Exercise goal:
Set down the lines below word for word, beginning with the first line and stopping after the line that contains "x=31, y=369". Omit the pictures.

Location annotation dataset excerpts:

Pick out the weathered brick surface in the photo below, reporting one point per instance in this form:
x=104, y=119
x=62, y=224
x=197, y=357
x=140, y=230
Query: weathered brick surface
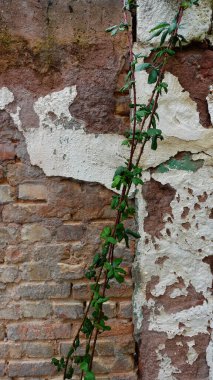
x=5, y=194
x=2, y=368
x=49, y=227
x=38, y=331
x=31, y=368
x=70, y=310
x=32, y=191
x=42, y=291
x=35, y=232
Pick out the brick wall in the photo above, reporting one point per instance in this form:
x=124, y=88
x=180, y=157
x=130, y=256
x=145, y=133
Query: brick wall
x=49, y=226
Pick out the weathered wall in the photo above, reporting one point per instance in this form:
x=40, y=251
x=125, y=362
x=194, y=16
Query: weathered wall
x=173, y=301
x=61, y=116
x=60, y=75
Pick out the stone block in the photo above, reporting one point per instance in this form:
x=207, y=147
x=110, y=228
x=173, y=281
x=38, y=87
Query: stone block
x=65, y=271
x=5, y=194
x=109, y=308
x=36, y=310
x=38, y=331
x=42, y=291
x=125, y=309
x=32, y=191
x=38, y=350
x=7, y=152
x=69, y=232
x=35, y=232
x=71, y=310
x=31, y=369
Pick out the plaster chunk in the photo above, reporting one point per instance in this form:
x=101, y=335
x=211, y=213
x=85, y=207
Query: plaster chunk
x=152, y=12
x=192, y=354
x=6, y=97
x=210, y=104
x=184, y=251
x=60, y=145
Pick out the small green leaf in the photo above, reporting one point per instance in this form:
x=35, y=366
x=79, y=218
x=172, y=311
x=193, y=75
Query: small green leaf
x=116, y=182
x=154, y=144
x=154, y=132
x=89, y=376
x=84, y=366
x=153, y=76
x=143, y=66
x=105, y=232
x=136, y=235
x=111, y=240
x=159, y=26
x=163, y=37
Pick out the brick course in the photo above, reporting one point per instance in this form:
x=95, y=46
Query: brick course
x=49, y=227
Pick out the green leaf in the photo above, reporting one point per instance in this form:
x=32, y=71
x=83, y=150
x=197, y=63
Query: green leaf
x=136, y=235
x=69, y=373
x=143, y=66
x=105, y=232
x=108, y=30
x=153, y=76
x=119, y=278
x=55, y=361
x=116, y=182
x=115, y=201
x=159, y=26
x=111, y=240
x=137, y=181
x=172, y=27
x=89, y=376
x=154, y=144
x=154, y=132
x=156, y=34
x=84, y=366
x=163, y=37
x=117, y=262
x=170, y=52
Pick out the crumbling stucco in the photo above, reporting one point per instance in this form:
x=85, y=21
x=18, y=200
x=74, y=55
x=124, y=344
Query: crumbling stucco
x=197, y=19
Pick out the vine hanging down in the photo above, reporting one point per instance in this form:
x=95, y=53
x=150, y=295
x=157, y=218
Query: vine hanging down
x=105, y=267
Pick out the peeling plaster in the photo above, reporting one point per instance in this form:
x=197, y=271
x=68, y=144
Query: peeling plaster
x=6, y=97
x=167, y=370
x=192, y=354
x=210, y=104
x=184, y=250
x=61, y=147
x=151, y=12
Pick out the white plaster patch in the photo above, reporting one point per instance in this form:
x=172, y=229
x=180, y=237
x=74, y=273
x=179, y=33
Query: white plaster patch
x=167, y=370
x=60, y=146
x=209, y=357
x=210, y=105
x=6, y=97
x=192, y=355
x=185, y=250
x=152, y=12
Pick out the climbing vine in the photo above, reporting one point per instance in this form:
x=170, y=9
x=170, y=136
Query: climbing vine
x=144, y=118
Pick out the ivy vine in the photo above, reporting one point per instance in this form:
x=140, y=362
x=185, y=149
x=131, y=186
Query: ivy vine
x=144, y=119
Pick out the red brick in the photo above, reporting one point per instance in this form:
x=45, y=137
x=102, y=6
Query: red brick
x=7, y=152
x=38, y=331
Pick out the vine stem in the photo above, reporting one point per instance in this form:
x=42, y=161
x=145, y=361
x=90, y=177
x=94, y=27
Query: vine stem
x=125, y=189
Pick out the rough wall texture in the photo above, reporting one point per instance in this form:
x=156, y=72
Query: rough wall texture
x=61, y=116
x=173, y=267
x=60, y=75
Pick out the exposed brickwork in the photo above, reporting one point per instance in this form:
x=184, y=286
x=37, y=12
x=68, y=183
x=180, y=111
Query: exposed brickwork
x=49, y=227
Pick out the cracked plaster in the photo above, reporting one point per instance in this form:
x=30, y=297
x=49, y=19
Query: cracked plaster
x=151, y=12
x=60, y=146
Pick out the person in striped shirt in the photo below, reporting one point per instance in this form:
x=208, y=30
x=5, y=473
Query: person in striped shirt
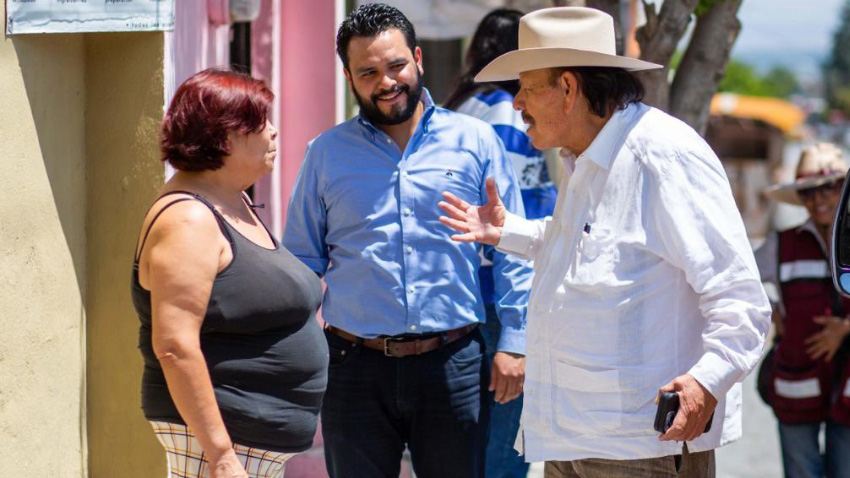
x=493, y=103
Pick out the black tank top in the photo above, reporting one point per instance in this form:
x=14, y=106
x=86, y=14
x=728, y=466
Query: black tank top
x=265, y=351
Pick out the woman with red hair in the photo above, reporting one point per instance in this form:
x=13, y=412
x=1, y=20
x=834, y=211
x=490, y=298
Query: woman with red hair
x=235, y=362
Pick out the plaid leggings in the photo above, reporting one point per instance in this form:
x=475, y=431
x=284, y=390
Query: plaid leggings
x=186, y=458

Written solution:
Pick out the weathered brick surface in the photo below, reporting one point per instance in this form:
x=104, y=119
x=62, y=224
x=197, y=357
x=140, y=230
Query: weathered brick surface
x=5, y=194
x=2, y=368
x=49, y=227
x=38, y=331
x=31, y=368
x=70, y=310
x=32, y=191
x=42, y=291
x=35, y=232
Pick out the brick wall in the photo above, reporting one point per instance in this form:
x=124, y=88
x=180, y=157
x=130, y=256
x=145, y=133
Query: brick wall
x=49, y=226
Pick out the weathered wall in the photo above, reporting one point per instance in this form:
x=40, y=251
x=125, y=362
x=194, y=16
Query: weathered wall
x=173, y=301
x=61, y=116
x=60, y=75
Pick out the stone block in the photo above, reporting one point per instance in this form:
x=207, y=147
x=110, y=228
x=173, y=281
x=38, y=87
Query: stone block
x=65, y=271
x=5, y=194
x=109, y=308
x=36, y=310
x=38, y=331
x=42, y=291
x=125, y=309
x=32, y=191
x=38, y=350
x=7, y=152
x=69, y=232
x=35, y=232
x=71, y=310
x=31, y=369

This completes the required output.